ENTRIES PROVIDED:
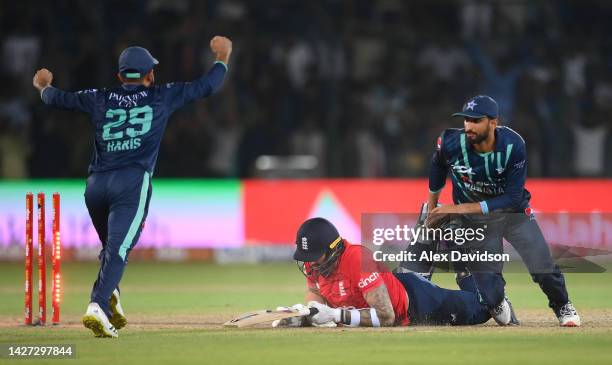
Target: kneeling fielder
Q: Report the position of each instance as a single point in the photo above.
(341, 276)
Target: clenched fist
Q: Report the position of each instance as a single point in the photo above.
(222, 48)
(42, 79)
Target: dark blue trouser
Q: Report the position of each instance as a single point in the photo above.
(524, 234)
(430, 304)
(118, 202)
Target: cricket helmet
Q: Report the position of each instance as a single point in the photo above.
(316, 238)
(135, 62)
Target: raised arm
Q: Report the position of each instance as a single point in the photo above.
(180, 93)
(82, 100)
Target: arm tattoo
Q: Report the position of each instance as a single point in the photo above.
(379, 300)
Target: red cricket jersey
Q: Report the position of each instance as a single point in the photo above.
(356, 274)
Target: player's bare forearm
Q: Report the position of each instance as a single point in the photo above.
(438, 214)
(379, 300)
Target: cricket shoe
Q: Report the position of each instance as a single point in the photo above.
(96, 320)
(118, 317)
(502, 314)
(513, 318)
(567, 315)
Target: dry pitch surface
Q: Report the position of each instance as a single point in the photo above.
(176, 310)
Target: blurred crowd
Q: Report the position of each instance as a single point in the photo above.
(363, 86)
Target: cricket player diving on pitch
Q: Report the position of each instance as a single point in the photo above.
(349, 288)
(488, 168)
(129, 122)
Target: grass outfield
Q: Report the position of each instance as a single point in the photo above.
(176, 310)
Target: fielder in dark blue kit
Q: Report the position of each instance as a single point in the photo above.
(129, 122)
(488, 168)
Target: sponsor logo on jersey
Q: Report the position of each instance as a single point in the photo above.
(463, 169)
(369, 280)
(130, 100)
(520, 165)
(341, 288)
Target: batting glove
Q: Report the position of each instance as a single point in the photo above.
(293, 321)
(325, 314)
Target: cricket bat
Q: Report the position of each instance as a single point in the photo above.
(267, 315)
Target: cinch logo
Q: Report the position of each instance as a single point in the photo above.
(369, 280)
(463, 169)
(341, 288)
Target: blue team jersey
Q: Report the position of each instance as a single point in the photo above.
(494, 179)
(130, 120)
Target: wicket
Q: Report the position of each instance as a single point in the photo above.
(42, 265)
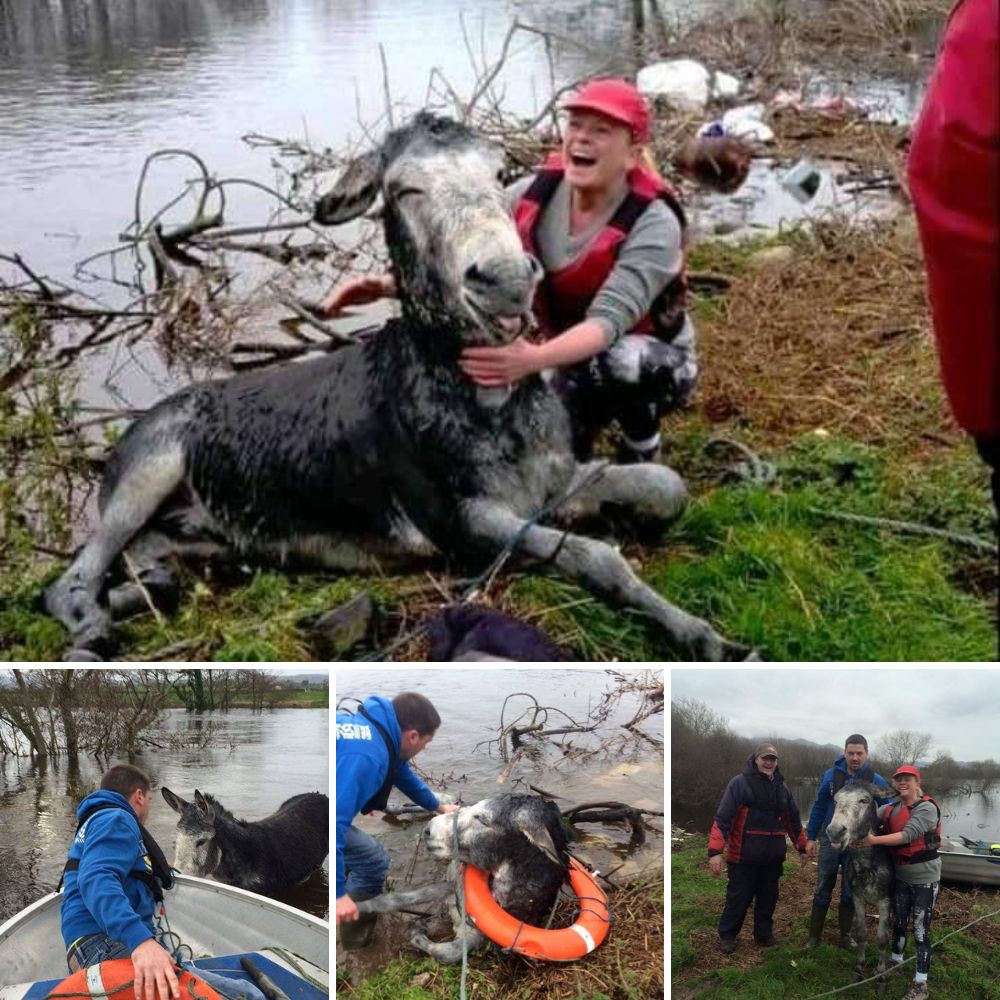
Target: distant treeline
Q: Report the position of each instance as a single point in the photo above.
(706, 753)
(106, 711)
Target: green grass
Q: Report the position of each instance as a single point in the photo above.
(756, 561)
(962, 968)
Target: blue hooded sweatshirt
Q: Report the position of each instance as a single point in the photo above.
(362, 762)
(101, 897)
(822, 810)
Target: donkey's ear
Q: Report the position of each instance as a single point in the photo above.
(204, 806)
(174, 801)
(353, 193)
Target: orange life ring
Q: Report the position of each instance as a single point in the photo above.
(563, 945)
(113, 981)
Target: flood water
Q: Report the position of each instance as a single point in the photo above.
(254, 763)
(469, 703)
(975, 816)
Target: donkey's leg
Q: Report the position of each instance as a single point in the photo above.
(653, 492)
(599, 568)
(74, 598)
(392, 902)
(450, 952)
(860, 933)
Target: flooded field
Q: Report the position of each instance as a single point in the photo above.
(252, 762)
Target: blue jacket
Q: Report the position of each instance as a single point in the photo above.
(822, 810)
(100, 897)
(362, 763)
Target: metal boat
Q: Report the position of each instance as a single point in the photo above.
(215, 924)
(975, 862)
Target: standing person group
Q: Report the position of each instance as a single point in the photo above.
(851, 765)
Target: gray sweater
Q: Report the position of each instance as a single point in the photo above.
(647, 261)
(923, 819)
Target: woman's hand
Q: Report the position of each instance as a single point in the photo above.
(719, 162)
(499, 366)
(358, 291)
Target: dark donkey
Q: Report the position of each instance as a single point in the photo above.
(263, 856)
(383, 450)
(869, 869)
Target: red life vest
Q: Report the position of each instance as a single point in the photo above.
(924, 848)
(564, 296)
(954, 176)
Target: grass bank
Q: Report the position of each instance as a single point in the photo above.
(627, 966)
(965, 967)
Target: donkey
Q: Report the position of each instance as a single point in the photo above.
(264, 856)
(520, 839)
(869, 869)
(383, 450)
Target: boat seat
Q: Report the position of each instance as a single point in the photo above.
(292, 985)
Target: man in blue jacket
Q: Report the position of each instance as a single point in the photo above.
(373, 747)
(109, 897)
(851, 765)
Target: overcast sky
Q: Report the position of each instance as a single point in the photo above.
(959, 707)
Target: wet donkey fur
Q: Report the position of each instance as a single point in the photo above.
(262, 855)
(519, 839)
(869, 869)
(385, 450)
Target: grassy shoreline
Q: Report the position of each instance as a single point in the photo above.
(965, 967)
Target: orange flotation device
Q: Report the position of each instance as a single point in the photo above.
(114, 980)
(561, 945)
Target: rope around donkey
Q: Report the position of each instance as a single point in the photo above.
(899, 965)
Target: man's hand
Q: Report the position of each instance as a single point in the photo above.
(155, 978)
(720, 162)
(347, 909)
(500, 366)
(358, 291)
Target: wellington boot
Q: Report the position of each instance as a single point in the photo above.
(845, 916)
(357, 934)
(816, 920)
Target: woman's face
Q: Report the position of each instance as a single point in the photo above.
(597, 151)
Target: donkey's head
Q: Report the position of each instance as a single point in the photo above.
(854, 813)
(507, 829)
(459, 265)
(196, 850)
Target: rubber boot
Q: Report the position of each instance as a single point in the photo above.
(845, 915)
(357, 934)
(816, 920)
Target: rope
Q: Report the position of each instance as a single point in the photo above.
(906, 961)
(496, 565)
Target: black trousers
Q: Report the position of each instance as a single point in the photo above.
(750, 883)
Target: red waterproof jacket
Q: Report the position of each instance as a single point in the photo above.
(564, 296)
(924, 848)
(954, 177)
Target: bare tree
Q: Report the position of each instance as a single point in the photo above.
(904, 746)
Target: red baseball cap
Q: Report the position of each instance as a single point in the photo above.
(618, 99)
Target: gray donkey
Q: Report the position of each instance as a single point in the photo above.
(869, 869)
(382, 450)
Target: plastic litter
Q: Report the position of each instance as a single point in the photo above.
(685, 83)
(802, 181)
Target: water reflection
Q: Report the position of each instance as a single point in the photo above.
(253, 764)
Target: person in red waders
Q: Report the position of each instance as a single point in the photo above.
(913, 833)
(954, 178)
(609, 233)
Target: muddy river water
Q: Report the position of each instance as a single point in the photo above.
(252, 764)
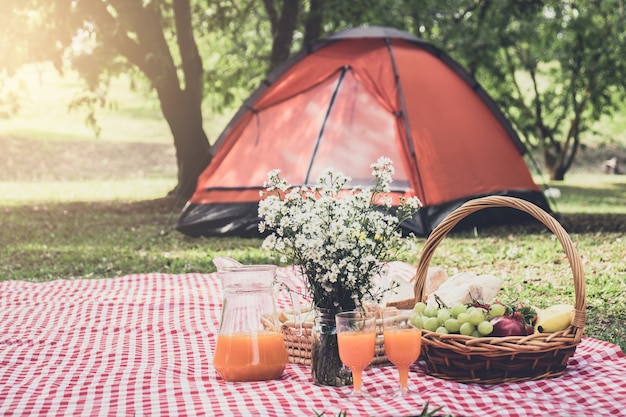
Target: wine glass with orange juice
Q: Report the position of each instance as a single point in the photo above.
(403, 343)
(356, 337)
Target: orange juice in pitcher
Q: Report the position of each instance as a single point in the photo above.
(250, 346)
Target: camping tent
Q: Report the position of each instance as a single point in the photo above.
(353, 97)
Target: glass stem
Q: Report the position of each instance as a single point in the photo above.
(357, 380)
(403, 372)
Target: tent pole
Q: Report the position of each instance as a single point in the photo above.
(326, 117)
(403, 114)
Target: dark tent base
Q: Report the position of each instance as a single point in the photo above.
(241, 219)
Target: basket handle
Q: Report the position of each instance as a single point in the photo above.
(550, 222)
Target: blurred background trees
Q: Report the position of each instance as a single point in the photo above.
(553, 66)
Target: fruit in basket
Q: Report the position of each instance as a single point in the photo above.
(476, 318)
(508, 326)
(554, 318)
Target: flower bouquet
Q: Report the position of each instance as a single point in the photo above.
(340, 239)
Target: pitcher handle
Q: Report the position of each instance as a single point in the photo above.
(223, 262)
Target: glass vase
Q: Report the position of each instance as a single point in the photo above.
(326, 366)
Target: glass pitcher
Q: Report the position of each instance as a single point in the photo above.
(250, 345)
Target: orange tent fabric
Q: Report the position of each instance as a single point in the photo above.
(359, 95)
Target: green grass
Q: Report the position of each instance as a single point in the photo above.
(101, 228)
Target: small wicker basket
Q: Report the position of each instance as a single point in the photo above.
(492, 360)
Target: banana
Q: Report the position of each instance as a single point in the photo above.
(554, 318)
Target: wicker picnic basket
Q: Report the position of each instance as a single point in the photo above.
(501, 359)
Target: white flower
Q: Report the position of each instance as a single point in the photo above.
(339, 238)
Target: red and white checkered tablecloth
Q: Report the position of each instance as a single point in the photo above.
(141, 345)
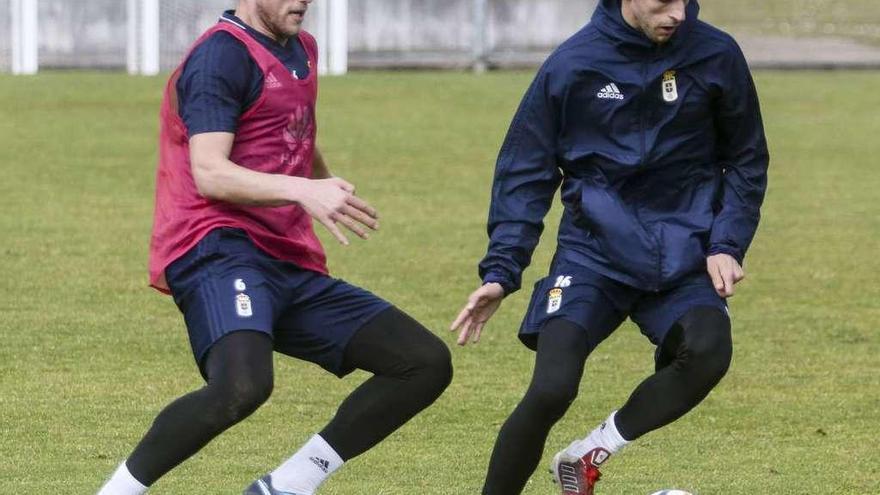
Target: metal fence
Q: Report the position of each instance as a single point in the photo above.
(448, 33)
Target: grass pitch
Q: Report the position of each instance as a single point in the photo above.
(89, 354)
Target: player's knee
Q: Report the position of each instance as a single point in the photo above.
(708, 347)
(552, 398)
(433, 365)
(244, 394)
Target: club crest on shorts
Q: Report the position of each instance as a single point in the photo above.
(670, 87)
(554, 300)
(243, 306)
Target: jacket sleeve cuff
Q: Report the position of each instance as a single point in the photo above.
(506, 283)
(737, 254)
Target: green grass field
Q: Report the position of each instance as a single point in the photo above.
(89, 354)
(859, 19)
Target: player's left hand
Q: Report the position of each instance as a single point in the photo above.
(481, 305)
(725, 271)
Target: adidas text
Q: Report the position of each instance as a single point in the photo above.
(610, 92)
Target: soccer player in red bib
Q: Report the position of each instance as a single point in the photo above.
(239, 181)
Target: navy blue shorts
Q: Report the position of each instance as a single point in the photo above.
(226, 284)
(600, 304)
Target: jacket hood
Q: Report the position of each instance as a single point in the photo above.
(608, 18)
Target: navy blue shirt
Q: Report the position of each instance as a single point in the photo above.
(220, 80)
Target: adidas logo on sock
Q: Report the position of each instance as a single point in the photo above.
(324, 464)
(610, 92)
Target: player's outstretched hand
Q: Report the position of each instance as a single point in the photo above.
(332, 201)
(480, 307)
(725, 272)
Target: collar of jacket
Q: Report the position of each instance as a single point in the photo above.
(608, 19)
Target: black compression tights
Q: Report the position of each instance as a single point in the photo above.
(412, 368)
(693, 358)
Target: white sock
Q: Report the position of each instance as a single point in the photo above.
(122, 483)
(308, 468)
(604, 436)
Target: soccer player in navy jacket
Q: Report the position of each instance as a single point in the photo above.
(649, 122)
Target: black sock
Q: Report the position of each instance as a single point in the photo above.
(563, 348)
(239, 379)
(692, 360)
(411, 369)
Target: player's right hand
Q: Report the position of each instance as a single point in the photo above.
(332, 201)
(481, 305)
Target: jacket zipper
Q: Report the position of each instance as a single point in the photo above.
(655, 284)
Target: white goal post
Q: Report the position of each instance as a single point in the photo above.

YOUR ASSIGNMENT: Extract each line from the listing that holds the word "fielder".

EXPECTED ANSWER:
Target: kneeling fielder
Target: fielder in dark blue kit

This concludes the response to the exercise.